◆ **Goal of the exercise**
The records that follow should be returned exactly, pictures excluded.
====
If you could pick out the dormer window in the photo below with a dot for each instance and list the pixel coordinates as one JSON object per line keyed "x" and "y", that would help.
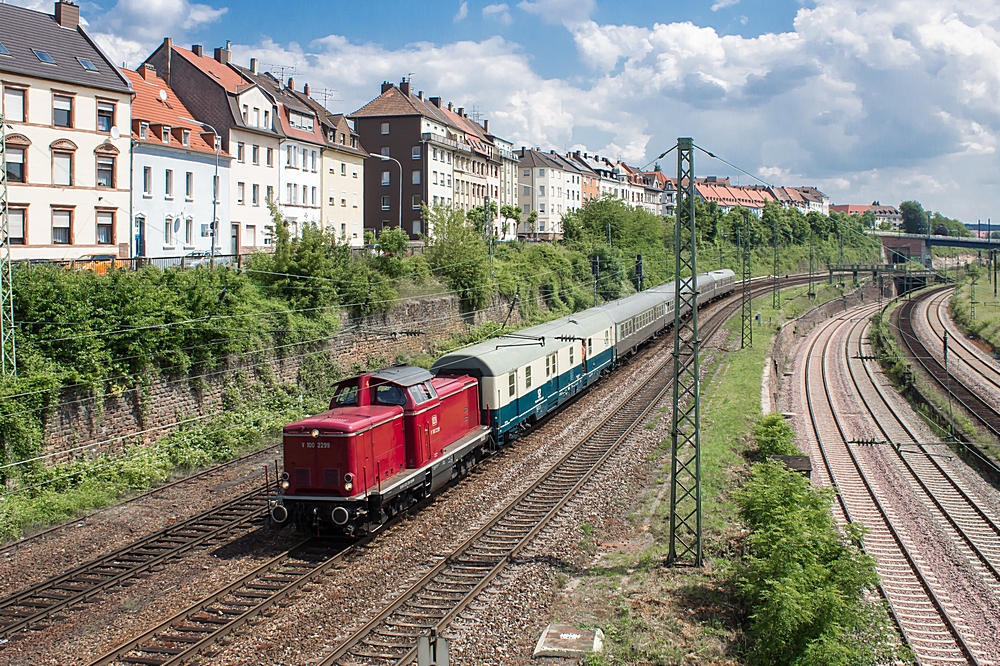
{"x": 43, "y": 56}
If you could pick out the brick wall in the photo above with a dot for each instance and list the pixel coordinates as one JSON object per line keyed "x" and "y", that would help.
{"x": 81, "y": 420}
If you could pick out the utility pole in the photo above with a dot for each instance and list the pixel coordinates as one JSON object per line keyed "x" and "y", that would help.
{"x": 8, "y": 355}
{"x": 685, "y": 431}
{"x": 746, "y": 302}
{"x": 775, "y": 292}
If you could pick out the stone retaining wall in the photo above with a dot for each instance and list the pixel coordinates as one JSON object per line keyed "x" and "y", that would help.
{"x": 83, "y": 422}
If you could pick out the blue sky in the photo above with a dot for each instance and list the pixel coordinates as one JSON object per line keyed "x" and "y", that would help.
{"x": 865, "y": 99}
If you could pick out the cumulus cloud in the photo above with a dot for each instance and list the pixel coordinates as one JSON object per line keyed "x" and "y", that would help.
{"x": 500, "y": 12}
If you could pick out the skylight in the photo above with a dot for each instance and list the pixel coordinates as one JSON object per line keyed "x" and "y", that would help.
{"x": 44, "y": 57}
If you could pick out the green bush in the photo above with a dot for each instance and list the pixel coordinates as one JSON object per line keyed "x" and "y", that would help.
{"x": 774, "y": 437}
{"x": 806, "y": 586}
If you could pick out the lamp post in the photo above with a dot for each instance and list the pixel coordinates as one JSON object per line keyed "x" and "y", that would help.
{"x": 386, "y": 158}
{"x": 215, "y": 187}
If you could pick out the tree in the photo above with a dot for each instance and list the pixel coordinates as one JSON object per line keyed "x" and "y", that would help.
{"x": 914, "y": 217}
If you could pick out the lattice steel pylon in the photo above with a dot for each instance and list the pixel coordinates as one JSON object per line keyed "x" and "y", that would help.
{"x": 746, "y": 302}
{"x": 8, "y": 355}
{"x": 685, "y": 431}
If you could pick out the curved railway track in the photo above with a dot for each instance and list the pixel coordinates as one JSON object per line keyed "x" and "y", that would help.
{"x": 981, "y": 410}
{"x": 444, "y": 591}
{"x": 954, "y": 506}
{"x": 30, "y": 607}
{"x": 920, "y": 610}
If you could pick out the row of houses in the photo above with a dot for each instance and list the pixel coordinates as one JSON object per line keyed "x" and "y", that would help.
{"x": 183, "y": 155}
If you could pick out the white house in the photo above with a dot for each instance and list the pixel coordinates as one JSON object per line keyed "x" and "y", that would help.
{"x": 68, "y": 110}
{"x": 174, "y": 168}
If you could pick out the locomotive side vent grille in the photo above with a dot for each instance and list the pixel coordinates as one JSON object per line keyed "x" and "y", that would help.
{"x": 302, "y": 477}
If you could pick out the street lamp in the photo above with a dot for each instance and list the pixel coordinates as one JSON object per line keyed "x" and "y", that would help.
{"x": 386, "y": 158}
{"x": 215, "y": 187}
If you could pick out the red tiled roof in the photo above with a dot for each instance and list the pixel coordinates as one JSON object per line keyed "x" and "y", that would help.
{"x": 148, "y": 107}
{"x": 223, "y": 74}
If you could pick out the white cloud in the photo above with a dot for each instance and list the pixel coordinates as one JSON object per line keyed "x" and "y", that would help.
{"x": 722, "y": 4}
{"x": 500, "y": 12}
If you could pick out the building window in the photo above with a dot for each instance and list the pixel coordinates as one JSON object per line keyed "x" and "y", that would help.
{"x": 62, "y": 111}
{"x": 105, "y": 116}
{"x": 13, "y": 104}
{"x": 105, "y": 171}
{"x": 62, "y": 227}
{"x": 16, "y": 172}
{"x": 62, "y": 169}
{"x": 105, "y": 228}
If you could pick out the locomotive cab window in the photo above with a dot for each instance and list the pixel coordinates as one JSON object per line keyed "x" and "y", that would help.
{"x": 389, "y": 394}
{"x": 346, "y": 395}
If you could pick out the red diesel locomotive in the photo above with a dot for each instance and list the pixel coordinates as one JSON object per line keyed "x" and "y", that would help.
{"x": 389, "y": 439}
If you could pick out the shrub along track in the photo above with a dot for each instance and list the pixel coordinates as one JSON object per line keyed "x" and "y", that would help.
{"x": 444, "y": 591}
{"x": 920, "y": 604}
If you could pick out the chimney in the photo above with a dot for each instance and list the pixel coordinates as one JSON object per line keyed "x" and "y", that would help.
{"x": 224, "y": 55}
{"x": 168, "y": 45}
{"x": 67, "y": 14}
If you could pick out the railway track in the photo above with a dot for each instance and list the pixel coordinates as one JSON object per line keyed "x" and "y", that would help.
{"x": 205, "y": 622}
{"x": 31, "y": 607}
{"x": 920, "y": 607}
{"x": 956, "y": 508}
{"x": 981, "y": 410}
====
◆ **Task result**
If you could pick out the dormer window in the photo below with a dot for each instance and list the pixel coordinates as one JSON object per line keyed "x" and "y", that would help.
{"x": 43, "y": 56}
If you could pick out the brick wall in the photo above with a dot for each instance and list the pixel coordinates as one JSON object per line keyed "x" and "y", that would help.
{"x": 81, "y": 420}
If you could pick out the utility pole in the photo above with a dot for each instance and list the pixel coordinates as one JSON object per line keyed "x" and "y", that would help.
{"x": 8, "y": 355}
{"x": 685, "y": 431}
{"x": 746, "y": 302}
{"x": 775, "y": 292}
If you could pick out the stone retaining wall in the photo above with a dot for each instance and list the pixel coordinates as one JSON object per line keyed "x" and "y", that would help.
{"x": 83, "y": 422}
If you could pick out the blue sky in the photo above with a dot for each instance and list the pixel coordinates as one JSON object per line keyed "x" and "y", that would help.
{"x": 865, "y": 99}
If you could pick out the cumulus cloud in the photo above with a dot for each instance and list the pixel coordinates as one JSON object per line keyed "x" and "y", that would help.
{"x": 500, "y": 12}
If you could pick out the skylight in the photo above with a dot for each instance and list the pixel coordinates as one JSON object per line keyed "x" and "y", that would help.
{"x": 44, "y": 57}
If you could pick out the green bush in the photo above with a dot for each instance and list the pixel coordinates as one JSON object per line keyed "x" and "y", that would help.
{"x": 774, "y": 437}
{"x": 806, "y": 586}
If you could pick out the lamp post in the photo above with a dot for each instance and list the pixel coordinates as one JSON object per line keyed "x" and "y", that would help.
{"x": 386, "y": 158}
{"x": 215, "y": 187}
If you could pick out the tree in the photo above with a dot for each instance and list the pixel coordinates as one JSON object per line keyed "x" and "y", that would help.
{"x": 914, "y": 217}
If you could pick out the lattice steel pylon in the photo above with a dot for each instance and list the pixel coordinates as one JSON object per line keyed "x" and "y", that would help.
{"x": 746, "y": 302}
{"x": 8, "y": 355}
{"x": 685, "y": 431}
If you could pick out the curved railway track in the photo above with a dot for each instance and list the pixel coordinates as one JSON object per line keyed "x" and "y", that would help.
{"x": 981, "y": 410}
{"x": 444, "y": 591}
{"x": 954, "y": 506}
{"x": 30, "y": 607}
{"x": 920, "y": 610}
If you could pick out the row of houses in the photo above with a dot for each instance and list the pixel coordinates as one JSON object per line keyed "x" and "y", that would help.
{"x": 183, "y": 155}
If you could pick out the white house in the photo above with a dot for each instance and list the pixel coordinates as one JSON object per line keyed "x" and "y", that would help.
{"x": 68, "y": 110}
{"x": 174, "y": 168}
If you could pick out the locomotive side vent grille in the photo above with a dot for each instance and list the pixel coordinates as one JSON object per line keyed "x" and "y", that would help.
{"x": 302, "y": 477}
If you could pick out the street lamp in the photo above with a dot for each instance and list the pixel coordinates as one JSON object per line keyed "x" and "y", that would help.
{"x": 386, "y": 158}
{"x": 215, "y": 187}
If you could pick out the red tiled roof in the photo above with a dot for each instance and list the pixel coordinates as one JSON object per line keyed "x" and "y", that would help.
{"x": 148, "y": 107}
{"x": 223, "y": 74}
If you could pick out the white cloud in the photo above with a dot for each instance and list the pixel coordinates as one JSON object per line keyed "x" and "y", that would help.
{"x": 722, "y": 4}
{"x": 500, "y": 12}
If you could pick out the building window in the photo above with a dot for each instance and list the pixel coordinates as one JSON object per line keyed "x" and "y", that would help.
{"x": 62, "y": 111}
{"x": 105, "y": 116}
{"x": 13, "y": 104}
{"x": 105, "y": 171}
{"x": 62, "y": 227}
{"x": 16, "y": 172}
{"x": 62, "y": 169}
{"x": 105, "y": 228}
If you could pick out the locomotive cab window in the photo above with a dot for each instance and list the pixel coordinates as one JSON object per line keyed "x" and "y", that would help.
{"x": 389, "y": 394}
{"x": 346, "y": 395}
If you could pick out the red diesel locomotive in the photo above with a dot for each instance and list the pixel coordinates as one JSON object per line keyed "x" and "y", that would help.
{"x": 389, "y": 439}
If you could pick out the shrub along track in the photo above with a dot for each instance and list the pixel coordinates as one JSON object per line keyed "x" and "y", that would help.
{"x": 444, "y": 591}
{"x": 920, "y": 604}
If you could pick out the chimney in the photo above with a dot for each instance and list the pixel coordinates as one JSON object per line keyed "x" and "y", that would help.
{"x": 224, "y": 55}
{"x": 168, "y": 45}
{"x": 67, "y": 14}
If you could pick out the railway track in the photo above with a dot for each instance and list the pixel coordinates as one JSON object per line keyed "x" and "y", that would help.
{"x": 205, "y": 622}
{"x": 31, "y": 607}
{"x": 920, "y": 607}
{"x": 956, "y": 508}
{"x": 981, "y": 410}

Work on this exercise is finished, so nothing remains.